_BRIEF_
Extract exactly the range of lines bounded by the line containing "Category: deck board" and the final line of the listing, both ends included, and no other lines.

_EXTRACTED ENTRIES_
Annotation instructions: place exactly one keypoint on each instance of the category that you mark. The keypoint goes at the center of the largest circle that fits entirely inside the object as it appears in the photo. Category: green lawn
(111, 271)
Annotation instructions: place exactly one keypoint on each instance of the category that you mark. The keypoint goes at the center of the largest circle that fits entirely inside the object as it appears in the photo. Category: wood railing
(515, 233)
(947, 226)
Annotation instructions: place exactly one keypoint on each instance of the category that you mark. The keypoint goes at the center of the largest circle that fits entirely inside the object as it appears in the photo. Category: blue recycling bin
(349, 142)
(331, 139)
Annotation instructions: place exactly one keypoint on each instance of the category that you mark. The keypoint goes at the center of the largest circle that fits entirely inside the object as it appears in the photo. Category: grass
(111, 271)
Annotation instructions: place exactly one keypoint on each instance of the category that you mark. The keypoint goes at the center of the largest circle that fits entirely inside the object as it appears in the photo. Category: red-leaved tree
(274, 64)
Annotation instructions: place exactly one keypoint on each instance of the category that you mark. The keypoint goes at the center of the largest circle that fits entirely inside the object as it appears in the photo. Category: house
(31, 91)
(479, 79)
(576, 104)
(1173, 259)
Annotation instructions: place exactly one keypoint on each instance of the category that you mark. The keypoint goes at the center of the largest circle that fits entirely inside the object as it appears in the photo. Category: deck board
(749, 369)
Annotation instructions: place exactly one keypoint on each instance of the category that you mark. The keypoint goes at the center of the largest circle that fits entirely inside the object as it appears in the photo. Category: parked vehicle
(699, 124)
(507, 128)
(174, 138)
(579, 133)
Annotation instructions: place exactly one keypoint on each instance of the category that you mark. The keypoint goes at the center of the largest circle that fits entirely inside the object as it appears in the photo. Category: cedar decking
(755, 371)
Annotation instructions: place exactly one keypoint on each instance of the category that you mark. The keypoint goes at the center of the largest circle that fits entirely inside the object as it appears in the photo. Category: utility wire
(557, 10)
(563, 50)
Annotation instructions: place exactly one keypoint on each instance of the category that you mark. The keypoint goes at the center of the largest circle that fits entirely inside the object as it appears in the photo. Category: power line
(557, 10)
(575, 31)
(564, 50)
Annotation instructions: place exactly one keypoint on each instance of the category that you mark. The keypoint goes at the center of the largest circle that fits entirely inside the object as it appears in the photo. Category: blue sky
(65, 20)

_SOLVED EXERCISE_
Annotation instructions: place exactly one keypoint on each instance of the category that you mark. The keypoint goes at the center of the largest circle that fits entirely inside the object as it appears in the photo. Category: deck board
(749, 369)
Annotation instructions: place exactly one keypoint on each instance of the category that you mark. The keypoint goes at the center of the largest circle that fits entirely inside the object as it appears in the photo. Category: parked vehicle
(699, 124)
(507, 128)
(174, 138)
(579, 133)
Annotation instructions: place exactly one keypoint on each instance of the category that you mark. The keypoint goes at the center of the largest circle that fits entirely inside the object as it appears in the photo. Category: cedar decking
(755, 371)
Annotation instructions: place exactly one keypoint on each instance of the category that you mark. The keypoint goes at the center of the largest circle that fits entirely inside the object as it appears in the photo. Category: utility wire
(557, 10)
(563, 50)
Annotation instructions: place exactly one keypoint on each instance of the category that you mark. The keypoint goes at the center of the largest circle that fits entirely inside the object as it appears in the photo. Category: power line
(557, 10)
(575, 31)
(564, 50)
Annotation instructions: place exactly one keypoint on each instance of the category that you mark. The keypoint goes at the center of the largest circle that fits entirely inside the object as it appears in the photo. Category: blue sky
(65, 20)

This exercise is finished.